* begin Data rows *

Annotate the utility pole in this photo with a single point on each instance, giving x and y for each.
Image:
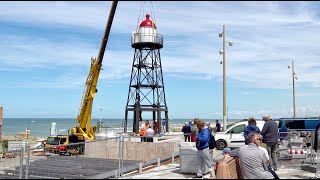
(293, 92)
(223, 52)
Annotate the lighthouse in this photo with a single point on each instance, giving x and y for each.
(146, 95)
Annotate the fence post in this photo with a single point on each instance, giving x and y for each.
(140, 168)
(27, 160)
(21, 160)
(119, 155)
(172, 158)
(122, 152)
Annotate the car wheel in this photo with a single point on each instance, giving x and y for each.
(220, 144)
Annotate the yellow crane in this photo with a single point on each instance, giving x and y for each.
(84, 131)
(84, 117)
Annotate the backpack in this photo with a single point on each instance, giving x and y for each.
(212, 142)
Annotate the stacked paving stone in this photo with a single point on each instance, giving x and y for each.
(71, 167)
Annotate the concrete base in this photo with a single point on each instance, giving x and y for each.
(309, 168)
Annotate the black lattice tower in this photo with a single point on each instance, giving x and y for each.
(146, 89)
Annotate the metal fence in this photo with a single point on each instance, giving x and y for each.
(96, 159)
(117, 156)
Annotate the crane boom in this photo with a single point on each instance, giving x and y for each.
(84, 116)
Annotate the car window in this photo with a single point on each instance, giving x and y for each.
(237, 129)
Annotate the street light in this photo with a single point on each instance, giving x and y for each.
(294, 77)
(223, 52)
(100, 119)
(28, 129)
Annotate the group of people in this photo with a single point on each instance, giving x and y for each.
(269, 136)
(190, 130)
(255, 160)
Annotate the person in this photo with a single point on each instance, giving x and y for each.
(270, 138)
(209, 127)
(186, 129)
(163, 123)
(316, 147)
(226, 152)
(194, 129)
(218, 126)
(155, 126)
(202, 145)
(253, 161)
(149, 134)
(251, 127)
(143, 129)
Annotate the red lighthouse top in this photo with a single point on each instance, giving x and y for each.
(148, 22)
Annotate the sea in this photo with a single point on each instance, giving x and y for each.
(41, 127)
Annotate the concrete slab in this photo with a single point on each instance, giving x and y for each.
(172, 171)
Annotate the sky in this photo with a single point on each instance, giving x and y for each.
(46, 49)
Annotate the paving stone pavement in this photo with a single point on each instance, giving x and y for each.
(286, 170)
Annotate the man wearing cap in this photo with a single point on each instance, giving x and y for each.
(253, 161)
(202, 144)
(226, 152)
(270, 138)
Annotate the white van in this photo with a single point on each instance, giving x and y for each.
(234, 135)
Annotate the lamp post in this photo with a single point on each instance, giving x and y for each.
(100, 119)
(28, 130)
(223, 52)
(294, 77)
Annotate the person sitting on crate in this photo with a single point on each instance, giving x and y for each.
(253, 161)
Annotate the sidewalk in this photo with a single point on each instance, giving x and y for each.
(172, 171)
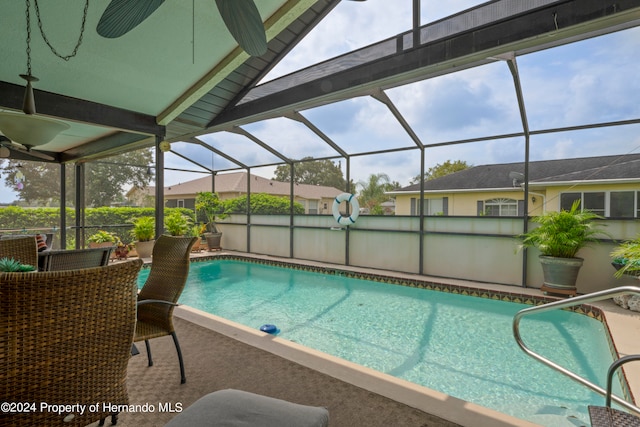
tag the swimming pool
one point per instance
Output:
(458, 344)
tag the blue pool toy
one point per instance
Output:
(270, 329)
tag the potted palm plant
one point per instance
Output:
(177, 223)
(144, 229)
(102, 238)
(626, 258)
(210, 205)
(559, 236)
(10, 265)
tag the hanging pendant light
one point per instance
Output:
(28, 129)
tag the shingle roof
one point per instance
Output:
(564, 170)
(236, 182)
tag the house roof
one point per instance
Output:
(547, 172)
(236, 182)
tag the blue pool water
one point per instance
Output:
(460, 345)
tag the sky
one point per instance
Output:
(595, 80)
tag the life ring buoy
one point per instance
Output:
(355, 209)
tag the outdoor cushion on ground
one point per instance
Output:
(232, 408)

* end Data rows *

— Direction —
Everything from the line containing "Annotate the white" through the last line of the entries must be repeated verbatim, except pictures.

— Complete output —
Annotate the white van in this photo with a single point on each instance, giving x and y for each.
(234, 135)
Annotate the lamp post in this photo with a single point on each instance, giving x and y for each.
(100, 119)
(28, 130)
(223, 52)
(294, 77)
Annotate the person sitting on crate in this photo with a single point on each instance, giving x and y for each.
(253, 161)
Annotate the sidewalk in this photo with a single point on each instance, giving x and y for each.
(172, 171)
tag the swimming pool
one point per instance
Output:
(458, 344)
tag the blue pool toy
one point per instance
Output:
(270, 329)
tag the potted palm plant
one point per instance
Output:
(177, 223)
(144, 229)
(102, 238)
(626, 258)
(210, 205)
(559, 236)
(10, 265)
tag the hanging pendant light
one point per instance
Output:
(28, 129)
tag the shingle roof
one point per instance
Output:
(564, 170)
(236, 182)
tag the house roof
one point per instance
Output:
(547, 172)
(236, 182)
tag the blue pool water
one point per instance
Output:
(460, 345)
tag the sky
one point per instance
Output:
(595, 80)
tag the life ring buoy
one point per instance
Output:
(355, 209)
tag the outdoor cushion on ground
one point per instance
Output:
(232, 408)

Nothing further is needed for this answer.